**Task requirements:**
Would you output the whole listing below, exactly as it reads?

**Supplied material:**
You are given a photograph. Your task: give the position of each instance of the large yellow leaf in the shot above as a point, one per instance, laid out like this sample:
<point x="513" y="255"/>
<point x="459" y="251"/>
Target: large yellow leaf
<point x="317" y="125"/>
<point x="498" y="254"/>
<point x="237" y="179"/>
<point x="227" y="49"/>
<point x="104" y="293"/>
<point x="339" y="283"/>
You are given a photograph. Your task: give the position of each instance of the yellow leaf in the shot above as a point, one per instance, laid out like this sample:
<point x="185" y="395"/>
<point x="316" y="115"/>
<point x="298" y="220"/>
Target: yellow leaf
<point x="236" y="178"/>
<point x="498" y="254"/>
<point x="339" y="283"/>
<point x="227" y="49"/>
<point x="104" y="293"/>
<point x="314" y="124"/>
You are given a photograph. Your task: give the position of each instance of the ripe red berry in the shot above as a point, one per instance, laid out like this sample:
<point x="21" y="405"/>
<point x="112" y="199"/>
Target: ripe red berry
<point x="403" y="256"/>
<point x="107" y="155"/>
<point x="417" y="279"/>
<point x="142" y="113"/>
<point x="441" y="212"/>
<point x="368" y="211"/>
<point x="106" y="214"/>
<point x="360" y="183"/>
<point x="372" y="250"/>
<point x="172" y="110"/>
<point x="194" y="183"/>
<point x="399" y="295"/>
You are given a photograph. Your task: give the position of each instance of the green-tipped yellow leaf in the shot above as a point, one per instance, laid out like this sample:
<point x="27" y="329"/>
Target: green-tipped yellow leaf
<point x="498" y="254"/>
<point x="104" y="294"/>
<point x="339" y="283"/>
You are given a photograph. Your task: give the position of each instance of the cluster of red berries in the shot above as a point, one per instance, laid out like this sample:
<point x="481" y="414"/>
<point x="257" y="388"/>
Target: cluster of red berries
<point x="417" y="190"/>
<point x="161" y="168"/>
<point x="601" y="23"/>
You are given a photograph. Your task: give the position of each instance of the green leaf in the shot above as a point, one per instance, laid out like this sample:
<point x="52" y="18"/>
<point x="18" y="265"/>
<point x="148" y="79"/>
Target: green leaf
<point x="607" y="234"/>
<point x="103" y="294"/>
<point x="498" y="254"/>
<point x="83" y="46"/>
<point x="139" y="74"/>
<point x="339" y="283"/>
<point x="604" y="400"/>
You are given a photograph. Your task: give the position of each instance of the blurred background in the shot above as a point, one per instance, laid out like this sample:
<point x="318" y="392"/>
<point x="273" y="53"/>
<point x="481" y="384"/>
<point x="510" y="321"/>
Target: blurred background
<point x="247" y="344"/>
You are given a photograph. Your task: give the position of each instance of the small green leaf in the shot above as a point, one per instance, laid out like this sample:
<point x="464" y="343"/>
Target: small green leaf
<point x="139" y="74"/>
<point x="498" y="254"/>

**Response to this task:**
You are given a photograph. Your task: give the position of each instance of the large yellow leaf in the shot above as a point, one per instance, laid out like this sample:
<point x="513" y="255"/>
<point x="459" y="251"/>
Target: large yellow leaf
<point x="317" y="125"/>
<point x="498" y="254"/>
<point x="237" y="179"/>
<point x="227" y="49"/>
<point x="104" y="293"/>
<point x="339" y="283"/>
You are given a photograph. Your task: give the position of each instance of the yellow leaf in the shot above as a point, one per instance, laid out like this sample:
<point x="185" y="395"/>
<point x="316" y="115"/>
<point x="298" y="220"/>
Target: yellow leaf
<point x="236" y="178"/>
<point x="498" y="254"/>
<point x="339" y="283"/>
<point x="227" y="49"/>
<point x="104" y="293"/>
<point x="314" y="124"/>
You are given a photograph. Your task: give the position of each instance of the ripe red berry in the shot above as a point, one per instance, laid out like this sample:
<point x="21" y="405"/>
<point x="112" y="199"/>
Target: ripe red berry
<point x="403" y="256"/>
<point x="107" y="155"/>
<point x="417" y="279"/>
<point x="142" y="113"/>
<point x="441" y="212"/>
<point x="368" y="211"/>
<point x="106" y="214"/>
<point x="360" y="183"/>
<point x="372" y="250"/>
<point x="172" y="110"/>
<point x="194" y="183"/>
<point x="399" y="295"/>
You are given a photograph. Your task: give the position of each instance of the green-tipped yellow leaf in the shot above as a point, one per instance, laid out like this sample:
<point x="27" y="329"/>
Target: green-tipped yellow leaf
<point x="498" y="254"/>
<point x="104" y="294"/>
<point x="339" y="283"/>
You are given a photograph. Your task: give the position of each instance of the cluster of red berries in the shot above as a point, one per instance, laid out like this sample:
<point x="481" y="414"/>
<point x="257" y="388"/>
Target: cluster of red berries
<point x="417" y="190"/>
<point x="161" y="168"/>
<point x="601" y="23"/>
You are given a photograph. Your task: give the position of each instance of the green leaf in the shot above as a point, one per instance, laid out like this sample:
<point x="52" y="18"/>
<point x="18" y="265"/>
<point x="148" y="79"/>
Target: green leaf
<point x="607" y="234"/>
<point x="103" y="294"/>
<point x="498" y="254"/>
<point x="83" y="46"/>
<point x="139" y="74"/>
<point x="339" y="283"/>
<point x="604" y="400"/>
You are given a photograph. Your task: give the position of each instance of the blurred background in the shot above as a point, one per instance, laid out like this sample:
<point x="318" y="392"/>
<point x="273" y="53"/>
<point x="481" y="384"/>
<point x="510" y="321"/>
Target: blurred background
<point x="247" y="344"/>
You are given a photograph. Your task: give the position of each instance of the small green leaf in the shot above as a point, one per instance, laid out like this sample:
<point x="464" y="343"/>
Target: small green leaf
<point x="139" y="74"/>
<point x="498" y="254"/>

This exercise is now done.